The magnificent black walnut tree on Churchfield Green is approaching 75 years old

The magnificent black walnut tree on Churchfield Green is the same age as the surrounding post-war housing on The Forstal, Abbots Walk, and Churchfield Way.

The Parish Council has resolved to plant and maintain trees as living memorials, and for the benefit of future generations. The Wye Remembers project will dedicate a tree growing in a public space to each of the casualties from Wye, from both world wars. A further fifteen trees will commemorate each of the airmen from allied nations who died in training while they were based at Wye Aerodrome during the First World War.

The new plaque placed on the Wye War Memorial to commemorate the centenary of the Armistice at the end of the First World War

Wye WW1 Armistice Centenary plaque 1918 - 2018

Since 2014 Wye has marked WWI and the centenary of the Armistice in several ways. Notably the physical memorials, which include the bronze plaque dedicated in 2014 to commemorate the airmen from Wye, and the new plaque installed on the repaired war memorial to honour all WW1 casualties. The Parish Council acquired Churchfield Green and protected it as a public open space in perpetuity by registering it in 2015 as a Centenary Field.

In parallel, several events and local research initiatives have focussed public attention on Wye in WWI. These started with research by Cllr David Reece on the original casualty lists. The aim being to verify that the names recorded on the memorials in the church porch in the early 1920s are accurate and complete. Subsequently the 'Wye Chilham and Chartham' project led by Cllr Jasper Bouverie researched the local history of each casualty, their homes and families and the impact of WWl at a personal and household level. Wye Heritage mounted the 'Wye in WWI' exhibition, researched by the late Ian Coulson. Finally, Cllr Noel Ovenden illuminated the Crown on the eve of the Armistice centenary.

These initiatives, the Remembrance service and laying of wreaths on the War Memorial all culminated in the two minute silence at 11.00 on Armistice Day, 11th November 2018.

┄┄┄┄┄┄┄┄┄┄┄┄┄┄┄┄┄┄┄┄

# WHAT TO WORK ON:
In the text about Wye's war remembrance:
(a) How many trees will commemorate the allied airmen who died in training at Wye Aerodrome?
(b) In what year did the Parish Council register Churchfield Green as a Centenary Field?
(c) Who illuminated the Crown on the eve of the Armistice centenary?

┄┄┄┄┄┄┄┄┄┄┄┄┄┄┄┄┄┄┄┄

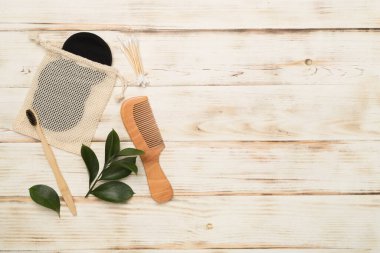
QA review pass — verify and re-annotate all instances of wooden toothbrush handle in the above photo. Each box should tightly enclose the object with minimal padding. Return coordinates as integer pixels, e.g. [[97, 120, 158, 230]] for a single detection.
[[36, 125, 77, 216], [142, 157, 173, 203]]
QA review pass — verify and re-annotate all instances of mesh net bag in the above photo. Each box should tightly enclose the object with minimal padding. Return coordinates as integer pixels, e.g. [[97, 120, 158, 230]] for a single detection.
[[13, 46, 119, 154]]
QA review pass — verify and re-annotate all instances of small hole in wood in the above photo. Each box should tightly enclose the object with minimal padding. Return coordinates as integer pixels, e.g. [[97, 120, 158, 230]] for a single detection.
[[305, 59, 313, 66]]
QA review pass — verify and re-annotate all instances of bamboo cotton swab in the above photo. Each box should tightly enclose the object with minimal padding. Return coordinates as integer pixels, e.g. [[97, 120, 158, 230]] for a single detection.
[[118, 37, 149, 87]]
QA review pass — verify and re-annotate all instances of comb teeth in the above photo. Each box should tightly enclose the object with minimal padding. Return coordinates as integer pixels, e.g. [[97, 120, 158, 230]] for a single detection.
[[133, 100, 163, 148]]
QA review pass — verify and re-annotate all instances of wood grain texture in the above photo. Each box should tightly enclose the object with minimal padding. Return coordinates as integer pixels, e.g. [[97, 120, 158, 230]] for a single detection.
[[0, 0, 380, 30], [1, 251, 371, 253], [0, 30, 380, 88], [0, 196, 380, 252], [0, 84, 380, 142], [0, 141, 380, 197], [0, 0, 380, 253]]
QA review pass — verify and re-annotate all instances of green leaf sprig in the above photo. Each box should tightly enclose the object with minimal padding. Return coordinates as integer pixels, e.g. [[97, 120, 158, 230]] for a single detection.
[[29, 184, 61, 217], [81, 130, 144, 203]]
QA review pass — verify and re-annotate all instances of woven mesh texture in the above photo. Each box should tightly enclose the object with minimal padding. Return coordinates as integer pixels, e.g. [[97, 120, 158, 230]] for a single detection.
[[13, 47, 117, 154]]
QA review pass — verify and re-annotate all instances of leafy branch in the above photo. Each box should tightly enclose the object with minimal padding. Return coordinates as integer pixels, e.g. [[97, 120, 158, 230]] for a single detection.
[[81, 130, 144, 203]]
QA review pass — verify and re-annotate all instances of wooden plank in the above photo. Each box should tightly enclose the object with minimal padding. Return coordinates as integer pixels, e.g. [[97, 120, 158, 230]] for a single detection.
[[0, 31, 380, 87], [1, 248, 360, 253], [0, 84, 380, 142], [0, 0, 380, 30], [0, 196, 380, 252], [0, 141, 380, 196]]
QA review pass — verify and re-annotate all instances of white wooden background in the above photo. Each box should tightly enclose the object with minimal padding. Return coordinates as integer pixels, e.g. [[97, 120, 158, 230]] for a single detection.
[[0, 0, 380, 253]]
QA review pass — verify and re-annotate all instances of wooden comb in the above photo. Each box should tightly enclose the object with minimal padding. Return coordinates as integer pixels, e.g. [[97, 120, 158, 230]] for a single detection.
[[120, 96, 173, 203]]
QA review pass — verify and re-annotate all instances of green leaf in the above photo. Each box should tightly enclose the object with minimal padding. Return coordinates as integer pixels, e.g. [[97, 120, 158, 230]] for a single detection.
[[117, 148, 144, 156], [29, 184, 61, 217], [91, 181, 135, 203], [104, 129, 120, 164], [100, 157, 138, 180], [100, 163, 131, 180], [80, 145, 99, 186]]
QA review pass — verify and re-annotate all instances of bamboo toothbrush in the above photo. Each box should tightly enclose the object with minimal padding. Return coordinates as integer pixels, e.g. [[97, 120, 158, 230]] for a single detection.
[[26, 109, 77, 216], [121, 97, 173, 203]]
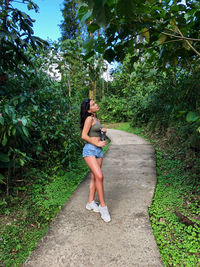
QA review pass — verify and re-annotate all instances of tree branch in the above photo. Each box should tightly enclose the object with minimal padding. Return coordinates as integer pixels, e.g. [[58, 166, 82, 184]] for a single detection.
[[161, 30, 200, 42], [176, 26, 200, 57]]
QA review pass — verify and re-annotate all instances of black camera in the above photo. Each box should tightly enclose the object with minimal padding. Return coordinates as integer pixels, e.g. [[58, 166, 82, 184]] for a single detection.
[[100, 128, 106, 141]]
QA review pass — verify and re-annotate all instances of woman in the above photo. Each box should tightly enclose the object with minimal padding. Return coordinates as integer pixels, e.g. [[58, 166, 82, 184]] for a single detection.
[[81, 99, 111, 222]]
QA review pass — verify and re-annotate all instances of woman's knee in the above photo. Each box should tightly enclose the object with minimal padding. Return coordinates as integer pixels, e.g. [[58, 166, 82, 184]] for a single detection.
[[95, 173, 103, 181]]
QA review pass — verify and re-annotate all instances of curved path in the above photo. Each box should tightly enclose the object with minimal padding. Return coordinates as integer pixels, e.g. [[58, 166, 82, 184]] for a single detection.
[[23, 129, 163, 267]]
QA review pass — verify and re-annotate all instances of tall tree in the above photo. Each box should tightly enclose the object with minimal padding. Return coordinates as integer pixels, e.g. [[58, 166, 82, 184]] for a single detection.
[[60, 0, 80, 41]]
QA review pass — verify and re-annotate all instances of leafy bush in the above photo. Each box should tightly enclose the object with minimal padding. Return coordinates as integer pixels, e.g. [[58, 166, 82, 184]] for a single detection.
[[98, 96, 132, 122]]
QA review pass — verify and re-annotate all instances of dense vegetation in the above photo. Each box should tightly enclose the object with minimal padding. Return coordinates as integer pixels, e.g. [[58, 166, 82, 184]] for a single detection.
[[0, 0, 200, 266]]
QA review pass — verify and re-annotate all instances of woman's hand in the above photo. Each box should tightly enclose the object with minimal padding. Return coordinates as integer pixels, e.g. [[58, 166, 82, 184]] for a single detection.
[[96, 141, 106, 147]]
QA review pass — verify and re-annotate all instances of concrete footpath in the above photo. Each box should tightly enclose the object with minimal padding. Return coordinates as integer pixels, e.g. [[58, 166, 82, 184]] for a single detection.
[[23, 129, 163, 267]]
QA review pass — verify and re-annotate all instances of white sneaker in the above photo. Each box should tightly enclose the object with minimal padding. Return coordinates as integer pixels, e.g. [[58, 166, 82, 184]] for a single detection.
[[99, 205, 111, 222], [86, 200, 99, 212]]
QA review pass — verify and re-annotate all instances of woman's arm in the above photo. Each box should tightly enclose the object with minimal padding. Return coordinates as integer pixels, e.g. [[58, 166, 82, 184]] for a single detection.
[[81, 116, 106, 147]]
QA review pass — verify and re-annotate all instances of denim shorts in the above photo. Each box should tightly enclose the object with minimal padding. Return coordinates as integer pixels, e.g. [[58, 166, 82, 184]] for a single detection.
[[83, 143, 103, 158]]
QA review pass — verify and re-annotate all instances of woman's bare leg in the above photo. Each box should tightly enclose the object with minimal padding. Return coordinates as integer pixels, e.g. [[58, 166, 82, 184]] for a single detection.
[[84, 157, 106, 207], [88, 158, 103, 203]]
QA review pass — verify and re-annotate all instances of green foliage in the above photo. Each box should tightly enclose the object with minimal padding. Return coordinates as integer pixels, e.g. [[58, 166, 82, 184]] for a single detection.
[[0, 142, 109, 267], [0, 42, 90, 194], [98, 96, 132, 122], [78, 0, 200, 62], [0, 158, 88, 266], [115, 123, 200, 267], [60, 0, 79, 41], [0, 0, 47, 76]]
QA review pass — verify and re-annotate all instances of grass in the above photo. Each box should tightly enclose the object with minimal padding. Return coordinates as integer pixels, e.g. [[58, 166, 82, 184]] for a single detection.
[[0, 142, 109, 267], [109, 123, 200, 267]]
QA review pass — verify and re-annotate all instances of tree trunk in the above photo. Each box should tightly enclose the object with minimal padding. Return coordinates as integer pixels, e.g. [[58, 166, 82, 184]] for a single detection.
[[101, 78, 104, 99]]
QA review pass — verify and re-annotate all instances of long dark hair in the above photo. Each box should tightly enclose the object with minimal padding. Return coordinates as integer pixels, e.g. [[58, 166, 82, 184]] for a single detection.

┄┄┄┄┄┄┄┄┄┄┄┄┄┄┄┄┄┄┄┄

# EXERCISE ANSWER:
(a) Fifteen.
(b) 2015.
(c) Cllr Noel Ovenden.